Task item | Print each entry verbatim.

Saved entries:
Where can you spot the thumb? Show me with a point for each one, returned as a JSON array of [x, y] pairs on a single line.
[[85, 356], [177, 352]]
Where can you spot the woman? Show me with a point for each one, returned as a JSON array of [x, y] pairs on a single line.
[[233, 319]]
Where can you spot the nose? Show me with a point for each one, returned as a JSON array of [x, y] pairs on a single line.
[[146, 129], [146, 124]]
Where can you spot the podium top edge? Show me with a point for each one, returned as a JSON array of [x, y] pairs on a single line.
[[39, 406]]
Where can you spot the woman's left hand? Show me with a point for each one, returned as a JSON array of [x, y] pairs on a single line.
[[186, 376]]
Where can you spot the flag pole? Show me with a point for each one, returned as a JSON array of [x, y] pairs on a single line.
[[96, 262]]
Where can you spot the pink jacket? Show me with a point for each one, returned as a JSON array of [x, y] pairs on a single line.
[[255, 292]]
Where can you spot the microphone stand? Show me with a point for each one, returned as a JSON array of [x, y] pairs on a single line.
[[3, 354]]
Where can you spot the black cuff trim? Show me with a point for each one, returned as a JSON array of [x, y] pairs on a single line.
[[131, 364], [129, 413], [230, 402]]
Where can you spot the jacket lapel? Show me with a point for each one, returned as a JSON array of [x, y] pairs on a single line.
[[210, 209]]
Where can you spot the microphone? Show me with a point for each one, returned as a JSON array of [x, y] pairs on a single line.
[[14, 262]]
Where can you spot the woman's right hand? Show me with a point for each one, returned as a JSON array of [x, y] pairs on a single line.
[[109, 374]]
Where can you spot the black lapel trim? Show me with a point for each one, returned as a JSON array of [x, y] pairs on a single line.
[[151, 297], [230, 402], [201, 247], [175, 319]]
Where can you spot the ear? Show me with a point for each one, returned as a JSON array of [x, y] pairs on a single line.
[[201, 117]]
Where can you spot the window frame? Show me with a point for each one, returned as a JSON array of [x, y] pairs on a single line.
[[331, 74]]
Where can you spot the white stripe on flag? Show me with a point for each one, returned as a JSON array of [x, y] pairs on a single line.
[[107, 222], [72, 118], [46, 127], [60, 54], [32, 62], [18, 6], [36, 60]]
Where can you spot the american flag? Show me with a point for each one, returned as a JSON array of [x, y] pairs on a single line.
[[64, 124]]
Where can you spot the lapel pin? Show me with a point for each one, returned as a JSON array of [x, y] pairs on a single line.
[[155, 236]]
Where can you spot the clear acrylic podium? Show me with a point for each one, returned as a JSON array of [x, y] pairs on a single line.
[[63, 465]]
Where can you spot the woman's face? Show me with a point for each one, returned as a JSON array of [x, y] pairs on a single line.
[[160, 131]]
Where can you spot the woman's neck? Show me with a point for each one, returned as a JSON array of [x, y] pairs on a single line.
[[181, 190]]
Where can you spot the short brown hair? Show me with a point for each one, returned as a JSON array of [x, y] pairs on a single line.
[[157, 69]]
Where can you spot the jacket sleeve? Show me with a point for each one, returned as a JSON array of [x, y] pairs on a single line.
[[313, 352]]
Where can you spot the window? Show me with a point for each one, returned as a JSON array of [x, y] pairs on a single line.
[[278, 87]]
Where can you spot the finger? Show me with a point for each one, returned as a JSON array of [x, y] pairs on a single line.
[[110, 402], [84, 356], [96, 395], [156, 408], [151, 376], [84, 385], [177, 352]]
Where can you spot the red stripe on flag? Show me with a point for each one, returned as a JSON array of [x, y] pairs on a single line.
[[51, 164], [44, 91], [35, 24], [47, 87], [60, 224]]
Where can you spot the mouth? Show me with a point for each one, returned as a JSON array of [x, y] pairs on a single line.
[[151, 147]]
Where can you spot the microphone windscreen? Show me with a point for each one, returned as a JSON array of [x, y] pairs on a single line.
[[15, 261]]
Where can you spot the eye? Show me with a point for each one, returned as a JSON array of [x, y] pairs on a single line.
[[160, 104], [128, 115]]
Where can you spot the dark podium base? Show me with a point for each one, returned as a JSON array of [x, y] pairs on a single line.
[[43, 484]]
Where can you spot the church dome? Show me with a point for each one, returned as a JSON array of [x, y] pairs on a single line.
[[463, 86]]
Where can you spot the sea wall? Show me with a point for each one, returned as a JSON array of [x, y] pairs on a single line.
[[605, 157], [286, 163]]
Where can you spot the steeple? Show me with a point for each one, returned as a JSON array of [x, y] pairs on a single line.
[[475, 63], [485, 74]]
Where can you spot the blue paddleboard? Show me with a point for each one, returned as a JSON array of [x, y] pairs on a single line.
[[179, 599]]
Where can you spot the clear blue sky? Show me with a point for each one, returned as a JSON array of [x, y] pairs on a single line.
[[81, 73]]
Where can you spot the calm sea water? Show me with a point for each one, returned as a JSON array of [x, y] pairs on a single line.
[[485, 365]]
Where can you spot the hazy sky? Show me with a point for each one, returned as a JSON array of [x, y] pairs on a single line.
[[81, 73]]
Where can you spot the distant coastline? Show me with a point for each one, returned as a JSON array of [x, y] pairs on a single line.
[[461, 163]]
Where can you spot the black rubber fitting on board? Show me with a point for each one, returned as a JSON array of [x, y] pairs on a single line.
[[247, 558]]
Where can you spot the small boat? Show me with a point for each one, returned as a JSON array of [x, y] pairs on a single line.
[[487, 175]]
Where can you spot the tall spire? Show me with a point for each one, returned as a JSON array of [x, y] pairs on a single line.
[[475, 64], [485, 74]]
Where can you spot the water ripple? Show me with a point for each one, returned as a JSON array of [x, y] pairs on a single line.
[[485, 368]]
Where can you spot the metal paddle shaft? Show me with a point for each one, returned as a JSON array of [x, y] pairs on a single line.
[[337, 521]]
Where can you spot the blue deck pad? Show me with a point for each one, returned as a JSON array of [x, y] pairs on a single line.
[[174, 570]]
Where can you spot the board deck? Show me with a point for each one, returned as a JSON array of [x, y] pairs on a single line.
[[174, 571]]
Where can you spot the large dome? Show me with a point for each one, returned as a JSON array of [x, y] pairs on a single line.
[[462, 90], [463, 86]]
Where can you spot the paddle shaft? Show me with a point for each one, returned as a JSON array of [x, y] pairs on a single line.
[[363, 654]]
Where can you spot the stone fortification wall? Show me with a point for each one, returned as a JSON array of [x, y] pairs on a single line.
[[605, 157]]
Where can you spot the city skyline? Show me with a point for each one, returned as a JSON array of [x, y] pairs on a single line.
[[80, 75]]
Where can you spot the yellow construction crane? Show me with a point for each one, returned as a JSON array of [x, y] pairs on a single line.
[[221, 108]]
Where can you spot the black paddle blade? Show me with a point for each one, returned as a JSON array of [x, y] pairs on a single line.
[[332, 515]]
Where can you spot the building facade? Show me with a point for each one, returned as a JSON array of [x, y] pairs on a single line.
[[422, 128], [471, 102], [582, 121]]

Solution to this problem |
Where can you spot the thumb? Show me with a point for each one, returned as a JSON array of [x, y] pairs on a single line.
[[85, 356], [177, 352]]
Where can you spot the woman? Show me with a point for each one, returned as a JSON array of [x, y] pairs on a single line.
[[233, 319]]
Where can you spot the nose? Show me with a point for each one, returned as a JSON array of [x, y] pairs on a single line.
[[146, 129], [146, 124]]
Where can you spot the podium top edge? Show me with a point for each one, returned as a JSON array of [x, y] pairs on a single line.
[[39, 406]]
Where can you spot the woman's left hand? Show me with a point for each one, returned as a JSON array of [x, y] pairs on a single line.
[[186, 376]]
Where can you spot the flag pole? Show me with a point for each one, returned as a JSON array of [x, y] pairs on a single line.
[[96, 262]]
Where can you spot the pink jacket? Show me with a point for each one, returned as a JSON array of [x, y] pairs on a single line.
[[255, 292]]
Where can you spot the microphone stand? Show me with a point for each one, returned as a JSON array of [x, y] pairs on a single line.
[[3, 354]]
Where can you spot the black cuff trim? Show me with a point for each one, returned as a JSON array of [x, y] pairs on a single line.
[[131, 364], [129, 413], [230, 402]]
Where can you spot the jacket lapel? Show me with a point for each one, returned as a JSON array of [x, y] pairs on a single line.
[[210, 209]]
Where can you spot the microphone? Show me with a point for each one, returned as a JSON array of [x, y] pairs on a single line.
[[14, 262]]
Where can you spot the woman's right hand? Show me with a point for each one, returned as a JSON array of [x, y] pairs on a single line.
[[109, 374]]
Where can you spot the black lapel trim? Show me with a point for each one, returned as a JSON array of [x, y] pairs on a single line.
[[151, 297], [230, 402], [201, 247], [175, 319]]
Where can you spot the ear? Show me with a point for each one, returned as a JSON array of [x, y] pairs on a single line.
[[201, 117]]
Where can you spot the window frame? Show me with a point for each one, returned as a JSON array of [x, y] pairs on a single line.
[[331, 74]]
Where can you spot the white stripe on flag? Show me with a point for each one, returned as a JSON array of [x, y] pairs on a single line.
[[107, 222], [72, 118], [46, 127], [60, 54], [32, 62], [18, 6], [36, 60]]
Where can you spot the american flag? Show me with a point for each one, returned as a JSON array of [x, y] pairs on a single line.
[[64, 124]]
Where can you spot the lapel pin? Show me with a point for each one, returned as a JSON array of [x, y] pairs on a single line.
[[155, 236]]
Where can you spot the clear acrylic podium? Show me with a point for each one, returned as a JSON array of [x, y] pairs on a single line.
[[63, 465]]
Where can you spot the woman's face? Show me with a point for each one, returned as a JSON array of [x, y] pairs on a single line.
[[160, 131]]
Where can you spot the woman's neck? Show me with a point for each one, returned as a JSON array of [x, y] pairs on a single line.
[[181, 190]]
Where can you spot the short brown hair? Show me with a point for each one, returned as a JSON array of [x, y] pairs on a single line.
[[157, 69]]
Where can you spot the jacket sleeve? Show me with a point for each one, returned as a JSON array of [x, y] pairs on a single line.
[[313, 352]]
Where can you spot the window? Show me with a point for each one, returned as a JSON array of [x, y] pairs on a single line.
[[278, 87]]
Where can you spot the finger? Show me with a point for each one, returned as a JSON array of [x, y] pairs on a single line.
[[110, 402], [84, 356], [96, 395], [156, 408], [151, 376], [84, 385], [177, 352]]
Where can you spot the red stripe on flag? Show me with a point for each one, returned as a JSON array of [x, y] pairs on a single line.
[[51, 164], [44, 91], [35, 24], [47, 87], [60, 224]]
Where can you spot the mouth? Show me with a point for each one, returned as a JSON array of [x, y] pairs on a single line.
[[151, 147]]
Where can you spot the microphone windscreen? Show me with a point for each one, returned as a JSON array of [x, y] pairs on a single line.
[[15, 261]]
Where can you spot the eye? Show me with a point for each one, returned as a JSON array of [x, y] pairs on a single line.
[[160, 104], [128, 115]]
Where can you spot the dark podium base? Show me with a point for each one, returned as a JSON array of [x, y] pairs on a single line.
[[43, 484]]
Where can you spot the church dome? Show me with a point for each one, returned as a JSON array of [x, y] pairs on a single line.
[[463, 86]]
Where can you spot the sea wall? Show me with a point for each one, returned as a JSON array of [x, y] pairs on a single line.
[[605, 157], [286, 163]]
Where can you spot the steeple? Show me with a point for each one, returned as a JSON array of [x, y] pairs on a single line.
[[475, 63], [485, 74]]
Where can you spot the blue paddleboard? Show me with a point for each one, returned as a JSON array of [x, y] pairs on a single line.
[[179, 599]]
Where can you spot the clear blue sky? Show me with a point for each one, returned as a JSON array of [x, y] pairs on a single line.
[[81, 73]]
Where can you spot the calm sea water? Show me with a point for each one, returned as a JSON array of [x, y] pairs on a single line.
[[485, 365]]
Where can you spot the hazy sky? Show me with a point for each one, returned as a JSON array of [x, y] pairs on a single line.
[[81, 73]]
Where can you spot the distant coastline? Show me with a point for each one, returned as a JSON array of [x, y] pairs on a single line.
[[461, 163]]
Where can you spot the black rubber fitting on board? Show me with a point for each one, returned as a JSON array of [x, y] pairs on a single line.
[[247, 558]]
Where can you spot the small boat? Show me with a point for each one, returned as a JSON array of [x, y] pairs on a single line.
[[487, 175]]
Where can you spot the tall spire? Show me with a point for each one, returned as a JSON array of [x, y] pairs on a single line.
[[475, 64], [485, 74]]
Where can you spot the water ripple? Show me with a point for each one, returned as a JSON array of [x, y] pairs on a single line.
[[485, 368]]
Where can you spot the metal paddle shaft? Show me with a point for each one, returned as a JSON array of [x, y] pairs on a single line.
[[337, 521]]
Where can you spot the blue deck pad? Show me with a point for each one, returned as a JSON array of [x, y] pairs on a single line.
[[174, 570]]
Where can you spot the board deck? Show me with a point for each one, returned as a JSON array of [x, y] pairs on a single line.
[[174, 571]]
Where can you spot the large dome? Show me with a point for each one, returned as a JSON array of [x, y] pairs on a single line.
[[462, 90], [463, 86]]
Where can you spot the paddle shaft? Show me with a point for each one, returned as a JSON array of [x, y] pairs on a single line.
[[363, 654]]
Where can you spot the stone fortification wall? Show me with a point for each one, returned as a JSON array of [x, y] pairs on a single line.
[[605, 157]]
Where can you spot the city skyline? Show me with a point for each one, returned as a JSON array of [x, y] pairs on a single line.
[[80, 75]]
Where can you spot the yellow construction crane? Show me with a point for each one, returned as a JSON array of [x, y] pairs on a single line.
[[221, 108]]
Where can you spot the black paddle blade? Show me with a point for each one, returned as a JSON array of [x, y] pairs on a single line.
[[332, 515]]
Where can you spot the building facade? Show me with a point for each one, returned as a JSON array of [x, y] pairs on a single line.
[[422, 128], [471, 102], [582, 121]]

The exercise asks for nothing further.